**Passage to read**.
# # #
The differences between crypto and cash

From volatility to protection and supply to control, cryptocurrencies are very different from cash. Here are some of the major differences to get you started in your research—note, this is not a full list.

Value and volatility

Side-by-side comparison of cash vs cryptocurrency with flat financial charts, showing stable cash trend versus volatile crypto price movement

A dollar in your pocket today is still a dollar tomorrow.

But the market value of cryptocurrencies is very volatile and can change from day to day and even minute to minute—though not all cryptocurrencies are the same. Below shows the market value of bitcoin, ethereum, and cash.

Bitcoin and Ethereum price chart vs USD from 2018–2023 illustrating cryptocurrency volatility compared to stable fiat currency trends

Above shows the market value of bitcoin, ethereum, and cash since 2019. Past performance is no guarantee of future results.
# # #
Examples of mask labeling:
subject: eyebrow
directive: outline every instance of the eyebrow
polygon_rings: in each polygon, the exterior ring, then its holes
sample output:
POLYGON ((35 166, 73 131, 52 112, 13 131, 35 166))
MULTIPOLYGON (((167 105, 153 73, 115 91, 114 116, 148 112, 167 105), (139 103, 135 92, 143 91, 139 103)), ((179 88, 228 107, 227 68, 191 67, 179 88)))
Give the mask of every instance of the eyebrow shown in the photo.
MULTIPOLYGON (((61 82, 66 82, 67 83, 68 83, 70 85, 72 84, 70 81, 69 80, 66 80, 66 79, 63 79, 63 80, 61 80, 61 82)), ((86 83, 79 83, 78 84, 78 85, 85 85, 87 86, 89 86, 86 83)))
# # #
**Actions to take**.
[a] In the text on crypto and cash, condense the paragraph beginning "From volatility to protection" into a single shorter sentence that retains its main facts.
[b] Reproduce the portion of the text on crypto and cash between "From volatility to" and "of future results.", inclusive.

**Completed exercise**.
[a] Cryptocurrencies differ greatly from cash in volatility, protection, supply, and control, and the major differences listed serve as a starting point for research rather than a complete list.

[b]
From volatility to protection and supply to control, cryptocurrencies are very different from cash. Here are some of the major differences to get you started in your research—note, this is not a full list.

Value and volatility

Side-by-side comparison of cash vs cryptocurrency with flat financial charts, showing stable cash trend versus volatile crypto price movement

A dollar in your pocket today is still a dollar tomorrow.

But the market value of cryptocurrencies is very volatile and can change from day to day and even minute to minute—though not all cryptocurrencies are the same. Below shows the market value of bitcoin, ethereum, and cash.

Bitcoin and Ethereum price chart vs USD from 2018–2023 illustrating cryptocurrency volatility compared to stable fiat currency trends

Above shows the market value of bitcoin, ethereum, and cash since 2019. Past performance is no guarantee of future results.